* **EXERCISE INSTRUCTIONS**
Leave the pictures out, and transcribe the material below exactly from the line with "If you could mark the stone" to the line with "If you could mark the dirt", both lines included.

* **MATERIAL FOR THIS EXERCISE**
::::

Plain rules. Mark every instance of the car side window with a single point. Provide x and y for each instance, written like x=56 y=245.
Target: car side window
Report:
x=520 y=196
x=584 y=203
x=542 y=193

::::

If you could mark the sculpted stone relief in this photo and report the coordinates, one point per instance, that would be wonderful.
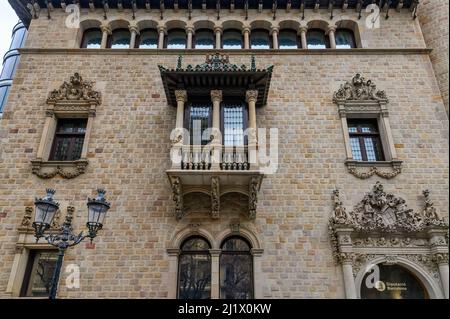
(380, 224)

::::

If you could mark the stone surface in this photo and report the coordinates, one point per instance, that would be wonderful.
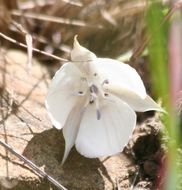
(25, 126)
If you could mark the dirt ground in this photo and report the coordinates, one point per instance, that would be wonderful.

::::

* **RESPONSE AREA**
If you could mark the stone surface in this photo and report the coordinates, one point per instance, that would be wonderful.
(25, 126)
If you could mark the dirt ground in this photo and report the coordinates, one point per instance, that would be wonderful.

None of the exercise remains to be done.